Print the items from their first line through the line that contains "16 60 L 14 58", both ends included, reproducing every line without change.

## Data rows:
** begin **
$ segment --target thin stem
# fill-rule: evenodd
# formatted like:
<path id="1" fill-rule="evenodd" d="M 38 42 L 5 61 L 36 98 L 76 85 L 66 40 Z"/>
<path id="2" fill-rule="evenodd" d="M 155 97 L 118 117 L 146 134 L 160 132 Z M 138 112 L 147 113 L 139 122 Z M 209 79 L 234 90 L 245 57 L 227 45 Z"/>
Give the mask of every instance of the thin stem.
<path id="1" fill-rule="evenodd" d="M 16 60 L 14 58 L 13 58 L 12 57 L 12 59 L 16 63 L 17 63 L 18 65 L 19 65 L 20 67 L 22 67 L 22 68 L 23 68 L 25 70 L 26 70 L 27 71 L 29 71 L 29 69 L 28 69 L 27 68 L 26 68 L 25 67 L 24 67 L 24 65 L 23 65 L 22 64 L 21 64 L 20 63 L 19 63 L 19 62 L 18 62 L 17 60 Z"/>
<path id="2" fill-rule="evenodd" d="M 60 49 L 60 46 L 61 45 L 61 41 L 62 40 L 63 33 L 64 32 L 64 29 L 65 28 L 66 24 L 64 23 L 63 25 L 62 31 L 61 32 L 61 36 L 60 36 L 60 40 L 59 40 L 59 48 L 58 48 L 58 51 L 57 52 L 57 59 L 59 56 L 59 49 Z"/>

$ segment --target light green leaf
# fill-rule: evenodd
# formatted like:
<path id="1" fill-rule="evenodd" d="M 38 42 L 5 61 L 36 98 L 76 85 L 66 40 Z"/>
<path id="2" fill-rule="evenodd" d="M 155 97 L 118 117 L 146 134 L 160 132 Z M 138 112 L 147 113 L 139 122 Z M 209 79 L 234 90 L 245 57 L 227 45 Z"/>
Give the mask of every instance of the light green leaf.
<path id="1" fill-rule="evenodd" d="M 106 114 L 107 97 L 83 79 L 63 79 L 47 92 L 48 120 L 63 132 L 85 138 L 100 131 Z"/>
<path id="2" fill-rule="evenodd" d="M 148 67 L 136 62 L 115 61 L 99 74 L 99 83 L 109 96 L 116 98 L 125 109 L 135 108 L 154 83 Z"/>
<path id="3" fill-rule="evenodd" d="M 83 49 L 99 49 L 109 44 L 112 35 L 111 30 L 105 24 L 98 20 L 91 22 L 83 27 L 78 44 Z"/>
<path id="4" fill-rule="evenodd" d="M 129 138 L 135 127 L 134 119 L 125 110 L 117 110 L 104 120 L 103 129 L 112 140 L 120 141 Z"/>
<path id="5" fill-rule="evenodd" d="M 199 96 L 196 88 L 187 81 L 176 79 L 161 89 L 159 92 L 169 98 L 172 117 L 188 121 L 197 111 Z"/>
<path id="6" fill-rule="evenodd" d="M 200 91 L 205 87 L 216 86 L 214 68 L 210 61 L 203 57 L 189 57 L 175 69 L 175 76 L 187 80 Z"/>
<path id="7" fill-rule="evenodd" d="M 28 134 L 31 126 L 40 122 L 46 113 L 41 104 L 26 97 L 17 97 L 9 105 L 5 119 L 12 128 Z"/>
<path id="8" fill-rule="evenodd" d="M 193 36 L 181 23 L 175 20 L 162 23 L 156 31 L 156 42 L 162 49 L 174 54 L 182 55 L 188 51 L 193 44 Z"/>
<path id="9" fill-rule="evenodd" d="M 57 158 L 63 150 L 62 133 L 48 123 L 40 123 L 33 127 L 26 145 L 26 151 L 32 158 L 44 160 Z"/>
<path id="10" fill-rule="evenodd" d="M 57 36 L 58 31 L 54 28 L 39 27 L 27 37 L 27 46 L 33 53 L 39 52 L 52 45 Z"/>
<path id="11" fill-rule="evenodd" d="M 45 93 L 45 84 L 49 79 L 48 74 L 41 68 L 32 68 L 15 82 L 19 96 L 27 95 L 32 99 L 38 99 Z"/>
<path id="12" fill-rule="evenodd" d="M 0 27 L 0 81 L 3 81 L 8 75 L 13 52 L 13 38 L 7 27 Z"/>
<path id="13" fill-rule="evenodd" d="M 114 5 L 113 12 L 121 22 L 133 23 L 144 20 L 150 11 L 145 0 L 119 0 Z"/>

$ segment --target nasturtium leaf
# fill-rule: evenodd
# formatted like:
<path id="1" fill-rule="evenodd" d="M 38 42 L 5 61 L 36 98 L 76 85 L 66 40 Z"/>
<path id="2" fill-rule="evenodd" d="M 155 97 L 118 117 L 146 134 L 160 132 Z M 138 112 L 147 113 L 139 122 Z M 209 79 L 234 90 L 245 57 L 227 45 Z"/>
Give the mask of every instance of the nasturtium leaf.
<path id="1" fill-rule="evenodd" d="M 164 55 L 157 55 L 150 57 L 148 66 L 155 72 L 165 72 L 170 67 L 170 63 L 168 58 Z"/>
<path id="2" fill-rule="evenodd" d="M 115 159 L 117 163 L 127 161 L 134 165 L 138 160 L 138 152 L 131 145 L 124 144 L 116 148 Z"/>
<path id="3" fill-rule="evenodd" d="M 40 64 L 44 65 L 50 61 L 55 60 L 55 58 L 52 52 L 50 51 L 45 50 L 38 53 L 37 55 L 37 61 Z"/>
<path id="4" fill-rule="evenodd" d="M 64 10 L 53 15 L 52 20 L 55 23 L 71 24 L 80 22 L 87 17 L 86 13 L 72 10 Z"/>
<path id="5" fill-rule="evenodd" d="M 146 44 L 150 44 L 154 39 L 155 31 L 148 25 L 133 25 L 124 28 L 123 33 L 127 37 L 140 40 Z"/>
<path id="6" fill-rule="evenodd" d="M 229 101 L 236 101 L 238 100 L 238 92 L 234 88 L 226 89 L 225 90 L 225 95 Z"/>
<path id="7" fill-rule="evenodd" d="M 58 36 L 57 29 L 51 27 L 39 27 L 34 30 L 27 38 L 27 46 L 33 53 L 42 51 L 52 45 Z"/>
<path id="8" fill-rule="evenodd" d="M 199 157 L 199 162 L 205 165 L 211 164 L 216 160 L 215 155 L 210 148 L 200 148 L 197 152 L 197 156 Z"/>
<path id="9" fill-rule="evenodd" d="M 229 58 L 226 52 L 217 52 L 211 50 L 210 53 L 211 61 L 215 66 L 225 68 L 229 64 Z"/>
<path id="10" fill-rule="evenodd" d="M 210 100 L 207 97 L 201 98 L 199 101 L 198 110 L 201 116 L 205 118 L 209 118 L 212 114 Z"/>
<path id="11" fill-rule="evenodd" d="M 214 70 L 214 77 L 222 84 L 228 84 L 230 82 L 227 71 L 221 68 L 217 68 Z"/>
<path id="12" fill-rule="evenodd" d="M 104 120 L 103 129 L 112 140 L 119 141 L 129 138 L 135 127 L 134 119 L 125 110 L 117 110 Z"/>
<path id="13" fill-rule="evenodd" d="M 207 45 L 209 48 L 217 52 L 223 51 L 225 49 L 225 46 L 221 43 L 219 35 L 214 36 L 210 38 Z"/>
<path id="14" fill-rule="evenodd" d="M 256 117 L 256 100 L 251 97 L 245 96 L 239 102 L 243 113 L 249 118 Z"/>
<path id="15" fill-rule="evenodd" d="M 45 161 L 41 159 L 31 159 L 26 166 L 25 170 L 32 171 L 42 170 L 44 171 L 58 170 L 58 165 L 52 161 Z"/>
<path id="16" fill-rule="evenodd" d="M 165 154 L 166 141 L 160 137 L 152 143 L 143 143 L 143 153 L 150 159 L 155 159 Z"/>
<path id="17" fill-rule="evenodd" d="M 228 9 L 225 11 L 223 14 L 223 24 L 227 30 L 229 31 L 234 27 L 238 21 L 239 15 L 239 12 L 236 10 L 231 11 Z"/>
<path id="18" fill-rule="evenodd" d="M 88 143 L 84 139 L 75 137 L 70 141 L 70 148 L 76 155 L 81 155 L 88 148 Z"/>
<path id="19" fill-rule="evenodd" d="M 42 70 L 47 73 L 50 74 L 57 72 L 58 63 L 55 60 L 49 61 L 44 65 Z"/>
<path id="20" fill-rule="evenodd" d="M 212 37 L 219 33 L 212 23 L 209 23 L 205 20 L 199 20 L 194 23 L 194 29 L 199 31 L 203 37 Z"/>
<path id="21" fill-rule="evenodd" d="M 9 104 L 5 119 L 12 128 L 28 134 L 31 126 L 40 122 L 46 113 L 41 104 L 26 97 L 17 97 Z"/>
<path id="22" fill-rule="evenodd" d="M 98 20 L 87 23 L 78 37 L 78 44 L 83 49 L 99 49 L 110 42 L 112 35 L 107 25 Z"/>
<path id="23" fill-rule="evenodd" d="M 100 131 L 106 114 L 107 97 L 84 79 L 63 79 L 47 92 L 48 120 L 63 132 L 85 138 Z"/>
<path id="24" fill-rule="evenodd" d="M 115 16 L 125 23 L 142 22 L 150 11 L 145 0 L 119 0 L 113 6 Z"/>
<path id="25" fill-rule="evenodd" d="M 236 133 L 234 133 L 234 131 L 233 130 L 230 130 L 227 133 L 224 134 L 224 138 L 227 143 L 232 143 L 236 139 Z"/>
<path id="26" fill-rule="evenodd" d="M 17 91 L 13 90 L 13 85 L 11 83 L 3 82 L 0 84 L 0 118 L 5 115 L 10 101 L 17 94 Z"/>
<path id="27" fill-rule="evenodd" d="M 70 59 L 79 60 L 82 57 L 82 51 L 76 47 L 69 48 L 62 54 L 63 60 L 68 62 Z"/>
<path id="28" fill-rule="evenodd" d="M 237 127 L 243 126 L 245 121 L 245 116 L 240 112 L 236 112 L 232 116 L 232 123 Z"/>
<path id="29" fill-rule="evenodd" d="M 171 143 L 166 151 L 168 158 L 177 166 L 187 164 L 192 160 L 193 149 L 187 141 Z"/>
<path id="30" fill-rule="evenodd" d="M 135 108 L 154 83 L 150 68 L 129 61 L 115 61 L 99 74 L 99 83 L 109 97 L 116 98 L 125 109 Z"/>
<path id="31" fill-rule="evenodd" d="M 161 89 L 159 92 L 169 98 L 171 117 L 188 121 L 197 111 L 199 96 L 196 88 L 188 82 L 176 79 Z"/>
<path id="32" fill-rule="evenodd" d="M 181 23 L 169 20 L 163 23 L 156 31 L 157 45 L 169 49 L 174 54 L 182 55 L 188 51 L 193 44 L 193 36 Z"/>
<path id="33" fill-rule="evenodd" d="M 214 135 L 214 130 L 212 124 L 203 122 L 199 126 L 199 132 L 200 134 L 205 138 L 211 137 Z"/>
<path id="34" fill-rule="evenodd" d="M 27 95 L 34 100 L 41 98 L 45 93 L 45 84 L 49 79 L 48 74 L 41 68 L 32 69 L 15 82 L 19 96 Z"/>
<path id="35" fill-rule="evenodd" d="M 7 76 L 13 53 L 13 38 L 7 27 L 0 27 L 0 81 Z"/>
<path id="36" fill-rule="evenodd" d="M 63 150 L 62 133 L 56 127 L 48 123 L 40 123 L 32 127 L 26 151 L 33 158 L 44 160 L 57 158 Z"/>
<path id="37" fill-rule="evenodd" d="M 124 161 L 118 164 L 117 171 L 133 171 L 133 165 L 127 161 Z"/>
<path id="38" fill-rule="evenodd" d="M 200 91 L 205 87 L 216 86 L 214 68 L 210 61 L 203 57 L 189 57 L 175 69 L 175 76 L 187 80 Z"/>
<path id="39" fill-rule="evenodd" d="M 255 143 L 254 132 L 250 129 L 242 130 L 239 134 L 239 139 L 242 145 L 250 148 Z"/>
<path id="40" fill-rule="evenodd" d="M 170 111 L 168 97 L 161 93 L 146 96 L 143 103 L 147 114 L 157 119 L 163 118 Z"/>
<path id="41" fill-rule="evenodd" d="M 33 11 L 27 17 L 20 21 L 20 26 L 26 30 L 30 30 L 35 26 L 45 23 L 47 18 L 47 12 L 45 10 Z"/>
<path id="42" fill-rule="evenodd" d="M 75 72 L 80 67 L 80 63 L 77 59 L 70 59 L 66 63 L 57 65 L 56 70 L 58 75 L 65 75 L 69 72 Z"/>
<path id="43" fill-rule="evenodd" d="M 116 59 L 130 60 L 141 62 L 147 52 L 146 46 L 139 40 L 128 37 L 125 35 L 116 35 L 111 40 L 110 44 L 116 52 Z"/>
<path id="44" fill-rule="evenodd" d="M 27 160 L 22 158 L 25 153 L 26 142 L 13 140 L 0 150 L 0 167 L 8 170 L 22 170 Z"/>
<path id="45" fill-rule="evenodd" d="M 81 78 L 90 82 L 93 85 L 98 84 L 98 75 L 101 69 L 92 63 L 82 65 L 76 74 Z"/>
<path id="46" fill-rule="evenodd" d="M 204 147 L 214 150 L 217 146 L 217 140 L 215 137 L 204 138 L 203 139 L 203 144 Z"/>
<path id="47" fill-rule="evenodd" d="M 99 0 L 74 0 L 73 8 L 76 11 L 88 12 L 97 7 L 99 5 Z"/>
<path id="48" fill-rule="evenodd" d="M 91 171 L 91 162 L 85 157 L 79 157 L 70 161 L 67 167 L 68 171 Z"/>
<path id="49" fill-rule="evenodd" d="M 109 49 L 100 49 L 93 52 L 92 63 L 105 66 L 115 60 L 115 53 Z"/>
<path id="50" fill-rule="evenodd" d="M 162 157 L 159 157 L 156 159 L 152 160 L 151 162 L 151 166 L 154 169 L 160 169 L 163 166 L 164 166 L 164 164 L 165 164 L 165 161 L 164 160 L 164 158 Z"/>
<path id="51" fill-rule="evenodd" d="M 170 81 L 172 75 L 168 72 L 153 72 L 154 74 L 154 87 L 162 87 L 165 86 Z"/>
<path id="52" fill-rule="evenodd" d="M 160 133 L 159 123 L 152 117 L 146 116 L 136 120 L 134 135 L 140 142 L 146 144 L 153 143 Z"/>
** end **
## Complete response:
$ segment --target thin stem
# fill-rule: evenodd
# formatted like:
<path id="1" fill-rule="evenodd" d="M 38 42 L 5 61 L 36 98 L 76 85 L 66 40 Z"/>
<path id="2" fill-rule="evenodd" d="M 155 97 L 118 117 L 146 134 L 160 132 Z M 138 112 L 147 113 L 139 122 Z M 209 79 L 234 90 L 245 57 L 227 45 Z"/>
Give the mask of every instance of the thin stem.
<path id="1" fill-rule="evenodd" d="M 16 60 L 14 58 L 13 58 L 12 57 L 12 59 L 16 63 L 17 63 L 18 65 L 19 65 L 20 67 L 22 67 L 22 68 L 23 68 L 25 70 L 26 70 L 27 71 L 29 71 L 29 69 L 28 69 L 27 68 L 26 68 L 25 67 L 24 67 L 24 65 L 23 65 L 22 64 L 21 64 L 20 63 L 19 63 L 19 62 L 18 62 L 17 60 Z"/>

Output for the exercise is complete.